## EXERCISE DIRECTIONS
Reproduce every line of the material below without changing a single character.

## EXERCISE MATERIALS

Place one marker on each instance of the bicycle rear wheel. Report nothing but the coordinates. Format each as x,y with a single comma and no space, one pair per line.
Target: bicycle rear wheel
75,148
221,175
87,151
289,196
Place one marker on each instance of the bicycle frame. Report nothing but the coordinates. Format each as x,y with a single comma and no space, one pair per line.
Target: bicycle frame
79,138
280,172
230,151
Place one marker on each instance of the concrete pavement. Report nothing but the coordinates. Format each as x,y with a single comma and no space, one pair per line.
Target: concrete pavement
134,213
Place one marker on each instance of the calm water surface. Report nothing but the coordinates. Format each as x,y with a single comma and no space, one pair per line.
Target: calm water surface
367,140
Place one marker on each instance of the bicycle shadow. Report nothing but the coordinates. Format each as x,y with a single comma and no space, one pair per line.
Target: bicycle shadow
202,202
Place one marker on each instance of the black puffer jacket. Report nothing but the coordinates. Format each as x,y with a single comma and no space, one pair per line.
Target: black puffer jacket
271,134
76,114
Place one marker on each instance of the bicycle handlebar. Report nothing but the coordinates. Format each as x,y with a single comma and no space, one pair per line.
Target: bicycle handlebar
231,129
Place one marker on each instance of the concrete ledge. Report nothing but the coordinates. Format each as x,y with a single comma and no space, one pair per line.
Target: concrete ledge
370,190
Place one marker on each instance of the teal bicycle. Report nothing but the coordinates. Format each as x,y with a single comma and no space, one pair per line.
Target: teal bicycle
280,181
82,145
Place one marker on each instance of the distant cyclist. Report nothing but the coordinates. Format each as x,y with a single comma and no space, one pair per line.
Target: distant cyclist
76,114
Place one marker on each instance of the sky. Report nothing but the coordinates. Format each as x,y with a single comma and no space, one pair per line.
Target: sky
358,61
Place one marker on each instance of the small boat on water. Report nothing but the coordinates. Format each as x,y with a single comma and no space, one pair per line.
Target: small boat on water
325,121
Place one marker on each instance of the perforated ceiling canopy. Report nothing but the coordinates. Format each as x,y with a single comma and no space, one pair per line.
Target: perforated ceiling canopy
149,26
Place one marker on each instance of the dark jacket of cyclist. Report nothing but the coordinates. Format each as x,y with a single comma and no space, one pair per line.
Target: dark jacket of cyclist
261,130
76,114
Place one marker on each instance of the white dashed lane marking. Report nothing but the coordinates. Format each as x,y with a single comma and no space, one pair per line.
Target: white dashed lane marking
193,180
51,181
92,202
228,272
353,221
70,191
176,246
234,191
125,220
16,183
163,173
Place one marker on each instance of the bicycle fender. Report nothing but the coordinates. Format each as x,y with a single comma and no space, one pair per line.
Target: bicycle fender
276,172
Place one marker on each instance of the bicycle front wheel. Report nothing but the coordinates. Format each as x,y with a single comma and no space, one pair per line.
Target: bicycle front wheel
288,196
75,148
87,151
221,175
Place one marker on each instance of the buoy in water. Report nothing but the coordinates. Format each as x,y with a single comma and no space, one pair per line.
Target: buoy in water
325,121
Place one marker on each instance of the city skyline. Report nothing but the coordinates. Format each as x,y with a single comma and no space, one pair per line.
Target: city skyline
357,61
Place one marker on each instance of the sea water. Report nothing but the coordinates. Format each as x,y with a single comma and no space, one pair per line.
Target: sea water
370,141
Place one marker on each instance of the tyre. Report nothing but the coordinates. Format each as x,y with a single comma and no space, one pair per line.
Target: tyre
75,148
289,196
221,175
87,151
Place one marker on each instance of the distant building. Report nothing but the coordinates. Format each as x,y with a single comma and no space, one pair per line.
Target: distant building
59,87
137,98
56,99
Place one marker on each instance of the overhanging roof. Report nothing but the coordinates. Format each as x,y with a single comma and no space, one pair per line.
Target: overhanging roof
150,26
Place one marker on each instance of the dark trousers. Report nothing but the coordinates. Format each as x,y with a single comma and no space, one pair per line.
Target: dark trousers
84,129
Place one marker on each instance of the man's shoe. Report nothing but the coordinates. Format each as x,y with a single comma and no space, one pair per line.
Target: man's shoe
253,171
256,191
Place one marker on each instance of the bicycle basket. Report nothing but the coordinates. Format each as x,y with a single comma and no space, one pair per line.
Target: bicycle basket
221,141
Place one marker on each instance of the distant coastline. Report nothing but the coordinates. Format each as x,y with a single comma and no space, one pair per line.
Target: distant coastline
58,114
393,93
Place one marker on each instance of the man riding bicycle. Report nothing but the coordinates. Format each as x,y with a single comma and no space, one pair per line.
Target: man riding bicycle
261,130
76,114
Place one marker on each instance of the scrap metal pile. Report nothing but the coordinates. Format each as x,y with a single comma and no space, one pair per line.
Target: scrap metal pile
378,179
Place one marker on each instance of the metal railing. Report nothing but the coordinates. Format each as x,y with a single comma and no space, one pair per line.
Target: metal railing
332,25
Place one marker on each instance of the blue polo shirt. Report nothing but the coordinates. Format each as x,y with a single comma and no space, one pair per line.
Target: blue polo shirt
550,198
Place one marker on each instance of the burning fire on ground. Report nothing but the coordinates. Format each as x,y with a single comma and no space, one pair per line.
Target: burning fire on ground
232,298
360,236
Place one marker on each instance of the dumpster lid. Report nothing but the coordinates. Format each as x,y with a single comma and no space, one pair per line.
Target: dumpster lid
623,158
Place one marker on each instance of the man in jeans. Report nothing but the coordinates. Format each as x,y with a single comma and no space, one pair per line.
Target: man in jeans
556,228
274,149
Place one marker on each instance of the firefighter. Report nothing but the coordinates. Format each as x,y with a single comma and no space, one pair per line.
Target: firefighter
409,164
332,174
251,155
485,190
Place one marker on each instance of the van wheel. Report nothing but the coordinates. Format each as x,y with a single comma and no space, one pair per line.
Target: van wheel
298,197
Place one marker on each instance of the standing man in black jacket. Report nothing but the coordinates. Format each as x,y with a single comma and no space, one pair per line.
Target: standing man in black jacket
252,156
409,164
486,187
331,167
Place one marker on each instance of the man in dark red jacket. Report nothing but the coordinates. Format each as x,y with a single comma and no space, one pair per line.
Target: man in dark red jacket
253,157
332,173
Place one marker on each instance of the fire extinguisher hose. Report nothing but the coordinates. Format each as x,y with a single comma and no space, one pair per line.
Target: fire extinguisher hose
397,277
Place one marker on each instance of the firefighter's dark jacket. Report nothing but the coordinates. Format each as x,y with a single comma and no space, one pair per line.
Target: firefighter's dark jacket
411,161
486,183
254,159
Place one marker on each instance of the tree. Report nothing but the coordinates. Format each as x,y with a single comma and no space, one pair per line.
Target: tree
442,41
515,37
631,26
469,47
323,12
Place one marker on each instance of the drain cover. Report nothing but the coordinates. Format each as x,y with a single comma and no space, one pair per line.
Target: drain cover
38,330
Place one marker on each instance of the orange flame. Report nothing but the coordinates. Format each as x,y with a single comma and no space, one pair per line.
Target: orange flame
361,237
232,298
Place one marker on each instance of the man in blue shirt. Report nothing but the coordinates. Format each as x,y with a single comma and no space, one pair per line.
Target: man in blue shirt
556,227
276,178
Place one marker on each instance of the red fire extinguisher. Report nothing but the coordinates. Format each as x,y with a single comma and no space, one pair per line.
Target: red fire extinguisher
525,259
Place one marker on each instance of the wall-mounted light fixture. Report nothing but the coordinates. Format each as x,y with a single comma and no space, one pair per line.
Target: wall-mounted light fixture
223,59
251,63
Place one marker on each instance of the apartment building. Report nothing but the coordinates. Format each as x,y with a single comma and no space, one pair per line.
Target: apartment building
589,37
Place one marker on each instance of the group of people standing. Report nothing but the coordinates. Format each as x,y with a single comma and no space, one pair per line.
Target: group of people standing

## TASK OUTPUT
Place one marker on each instance of the bicycle rear wheel. Report nothing but the coordinates. Format each as x,y with a single comma and no space, one pair per line.
Target: bicycle rear wheel
75,148
221,175
87,151
289,196
Place one marker on each instance of the bicycle frame. Report nothing but the coordinates. Format each as x,y with a single comma and no space, one pair per line.
Target: bicycle frame
79,138
280,172
230,151
Place one marker on each instance of the concrete pavement. Report nothing but the coordinates. Format each as x,y with a single comma and no space, one pair per line.
Target: concrete pavement
134,213
Place one marker on each instance of the calm water surface. Report nothing but the coordinates. Format each as x,y with a single comma and no space, one pair per line.
Target: calm water surface
367,140
Place one marker on each instance of the bicycle shadow. Report nothing but the coordinates. Format each as x,y with a single comma and no space, one pair per line.
Target: bicycle shadow
202,202
Place one marker on each instance of the black puffer jacket. Report nothing but the coordinates. Format each as x,y with a single comma and no space, one pair per line.
Target: black puffer jacket
271,134
76,114
Place one marker on each instance of the bicycle handlebar. Report nothing but the coordinates. Format each as x,y with a single comma and no space, one pair per line.
Target: bicycle handlebar
231,129
Place one marker on each instance of the concrete ledge. Report nothing but the coordinates. Format each as x,y with a single comma and no space, one pair per line.
Target: concrete ledge
370,190
Place one marker on each instance of the teal bicycle. Report nothing but the coordinates. Format each as x,y with a single comma and no space, one pair per line.
Target: teal bicycle
280,181
82,145
Place one marker on each instance of the distant cyclist. Report nothing but the coordinates. Format each as x,y with a single comma and no space, one pair per line.
Target: distant cyclist
76,114
Place one marker on each instance of the sky. Report nothing but the coordinates. Format each as x,y with a single comma and no space, one pair per line.
Target: sky
358,61
Place one marker on each instance of the small boat on water. Report nothing but the coordinates. Format each as x,y with a single comma and no space, one pair per line.
Target: small boat on water
325,121
Place one marker on each instance of the perforated ceiling canopy. Report nothing but the coordinates. Format each as x,y with a single comma and no space, one pair per line.
Target: perforated ceiling canopy
149,26
Place one marker on each instance of the dark jacket of cyclist. Report nothing but the coordinates. Format each as x,y with a single comma and no space, one pair per line.
Target: dark jacket of cyclist
261,130
76,114
Place one marker on each instance of the white dashed lane marking. Report nothing but the coordinates. Format each as x,y with a single comma and no space, one pair per line.
Target: white dashed lane marking
193,180
51,181
92,202
228,272
353,221
70,191
176,246
234,191
125,220
16,183
163,173
Place one marker on each instance of the bicycle fender. Report nothing but the coordinates. Format each as x,y with a single comma and no space, one pair per line.
Target: bicycle fender
276,172
Place one marker on each instance of the bicycle front wheel. Report nothing but the coordinates. Format each as x,y with a single comma and no space, one pair per line.
Target: bicycle front wheel
288,196
75,148
87,151
221,175
Place one marker on each instance of the buoy in water. Report nothing but the coordinates. Format each as x,y with a single comma and no space, one pair per line.
Target: buoy in water
325,121
Place one marker on each instance of the city skyline. Report nothing but the coordinates. Format each as x,y with a single comma and no space, one pair per line.
Target: city skyline
357,61
Place one marker on each instance of the sea water. Report nothing but the coordinates. Format each as x,y with a single comma and no space, one pair per line.
Target: sea water
370,141
Place one marker on each instance of the tyre. Report nothing but the coordinates. Format each as x,y with a single comma and no space, one pair per line.
Target: tyre
75,148
289,196
221,175
87,151
Place one marker on each instance of the distant building. Report nothing but the coordinates. Format each as x,y with a single comma and no space, one pair per line.
Target: distant building
59,87
137,98
56,99
Place one marker on each instance of the overhanging roof. Report nothing but the coordinates. Format each as x,y with a single comma and no space, one pair per line.
Target: overhanging roof
150,26
Place one marker on each instance of the dark trousers. Report nothing but the coordinates. Format each as x,y with a single comma and no space, one pair per line.
Target: dark trousers
84,129
Place one marker on each instance of the man's shoe. Report nothing but the coordinates. Format each as x,y with a single comma and no space, one pair per line.
Target: man's shoe
253,171
256,191
Place one marker on each instance of the bicycle basket. Report nothing but the coordinates. Format each as x,y with a single comma and no space, one pair per line.
Target: bicycle basket
221,141
Place one marker on each instance of the distant coastline. Report nothing but the coordinates. Format each as x,y with a single comma and no space, one pair per line.
Target: distant coastline
58,114
393,93
Place one marker on each instance of the man riding bicycle. Report nothing but the coordinates. Format each as x,y with a single comma and no space, one pair per line.
Target: man riding bicycle
261,130
76,114
Place one marker on each instance of the scrap metal pile. Report nothing but the coordinates. Format each as x,y with a single comma and no space, one pair per line.
Target: scrap metal pile
378,179
Place one marker on each instance of the metal railing. Report nothing but the coordinates. Format each as x,y with a single comma and no space, one pair per line.
Target: metal railing
332,25
Place one marker on each instance of the blue polo shirt. Report nothing but the coordinates. Format each as x,y with a single comma and no space, one pair per line.
Target: blue polo shirt
550,198
Place one marker on each instance of the burning fire on ground. Report nothing but the coordinates. Format each as x,y with a single comma and no space, one pair per line.
Target: burning fire on ground
232,298
360,236
Place one marker on each instance of the dumpster lid. Report nothing but the coordinates. Format each as x,y with a single comma and no space, one pair per line.
Target: dumpster lid
623,158
Place one marker on each instance of the man in jeans. Report nothing but the coordinates. Format each as x,y with a single comma and no space, one pair per line.
Target: man in jeans
556,228
274,149
Place one marker on each instance of the firefighter. Report nothing but the coordinates. Format each as x,y with a single comma and no space, one pair per line.
Target: firefighter
409,164
332,174
251,155
485,190
Place one marker on each instance of the van wheel. Report nothing but the coordinates. Format each as x,y with a single comma and no space, one pair per line.
Target: van wheel
298,197
Place one marker on each instance of the standing man in black jacket. Report nothing but the coordinates. Format each as x,y with a single comma and no space, one pair per line.
Target: standing man in black jacket
252,156
409,164
486,187
331,167
Place one marker on each instance of the man in dark red jacket. Report nothing but the coordinates. Format each as x,y with a single comma and no space, one pair per line.
Target: man in dark red jacket
253,157
332,173
Place one marker on each instance of the fire extinguisher hose. Report nothing but the coordinates. Format each as x,y with a single comma and no space, one pair per line.
Target: fire extinguisher hose
397,277
Place one marker on each instance of the firefighter's dark jacket. Report nothing but the coordinates. Format each as x,y with a single comma and no space, one pair per line.
Target: firefighter's dark jacket
411,161
486,183
254,159
Place one marker on each instance of the tree. Report nothing but the coordinates. Format each as x,y with a single comma and no space, one pair per line.
Target: tree
442,41
515,37
631,26
469,47
323,12
Place one marker on each instance of the drain cover. Report nothing but the coordinates. Format each as x,y with a single comma and no space, one pair per line.
Target: drain cover
38,330
Place one marker on each instance of the orange flame. Report nothing but the coordinates. Format each as x,y with a single comma and no space, one pair per line.
Target: orange flame
361,237
232,298
Place one marker on each instance of the man in blue shirt. Report nothing but the coordinates. Format each as x,y with a single comma and no space, one pair per line.
Target: man in blue shirt
556,227
276,178
Place one marker on each instance of the red fire extinguisher. Report nothing but the coordinates. Format each as x,y with a single comma and no space, one pair per line.
Target: red fire extinguisher
525,259
Place one marker on each instance of the wall-mounted light fixture. Report nothing but the coordinates. Format each as x,y with a single comma and no space, one pair per line.
Target: wall-mounted light fixture
223,59
251,63
Place one marker on each instance of the apartment building. Report nothing but the coordinates. Format each as x,y with a single comma and no space, one pair per line.
Target: apartment building
589,37
Place one marker on each instance of the group of people standing. Report nothing but the coordinates. Format each as x,y with a single comma and no space, one pair per line.
Target: group of people standing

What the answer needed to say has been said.